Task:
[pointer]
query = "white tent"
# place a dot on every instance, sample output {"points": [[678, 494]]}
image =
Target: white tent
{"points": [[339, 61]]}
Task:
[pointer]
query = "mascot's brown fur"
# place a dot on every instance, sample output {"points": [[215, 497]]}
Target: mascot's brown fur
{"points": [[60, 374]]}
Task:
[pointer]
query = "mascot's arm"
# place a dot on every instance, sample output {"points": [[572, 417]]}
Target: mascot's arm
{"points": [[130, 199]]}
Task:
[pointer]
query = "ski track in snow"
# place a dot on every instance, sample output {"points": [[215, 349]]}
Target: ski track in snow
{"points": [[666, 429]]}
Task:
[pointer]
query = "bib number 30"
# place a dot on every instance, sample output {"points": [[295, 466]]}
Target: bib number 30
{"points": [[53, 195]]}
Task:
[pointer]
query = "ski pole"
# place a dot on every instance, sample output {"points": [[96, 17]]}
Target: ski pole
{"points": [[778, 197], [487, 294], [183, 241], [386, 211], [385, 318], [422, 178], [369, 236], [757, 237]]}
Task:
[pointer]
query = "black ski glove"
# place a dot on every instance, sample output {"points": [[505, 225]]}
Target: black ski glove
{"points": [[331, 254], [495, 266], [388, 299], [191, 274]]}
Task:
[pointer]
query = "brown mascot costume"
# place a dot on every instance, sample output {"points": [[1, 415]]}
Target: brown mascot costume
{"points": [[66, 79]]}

What to work on
Retype all of the rows above without any changes.

Exercise output
Task:
[pointer]
query = "white tent"
# place a dot on every instance, sample output {"points": [[678, 494]]}
image =
Target: white tent
{"points": [[339, 61]]}
Task:
[pointer]
query = "mascot's brown fur"
# place a dot on every instance, sample output {"points": [[215, 497]]}
Target: mascot's brown fur
{"points": [[60, 374]]}
Task:
[pointer]
query = "mascot's arm"
# place a dot on every instance, sample output {"points": [[572, 417]]}
Target: mascot's arm
{"points": [[130, 199]]}
Task:
[pointer]
query = "ski track in snow"
# place a dot on every instance, sample output {"points": [[215, 349]]}
Target: ski track in snow
{"points": [[666, 429]]}
Task:
[pointer]
query = "bib number 30"
# place a dot on every instance, sample output {"points": [[295, 466]]}
Target: bib number 30
{"points": [[53, 195]]}
Task:
[pointer]
query = "ski pole"
# place a dot on every instance, sample output {"points": [[96, 17]]}
Target: ski pole
{"points": [[778, 197], [487, 294], [183, 241], [386, 211], [385, 318], [422, 178], [369, 236], [757, 237]]}
Task:
[pointer]
query = "black ski glove"
# place a dot on every instance, sample output {"points": [[505, 225]]}
Target: black ski glove
{"points": [[331, 254], [495, 266], [388, 299], [191, 274]]}
Task:
[pointer]
query = "brown mascot costume"
# place a dot on every instance, sample output {"points": [[1, 415]]}
Target: brown mascot costume
{"points": [[66, 79]]}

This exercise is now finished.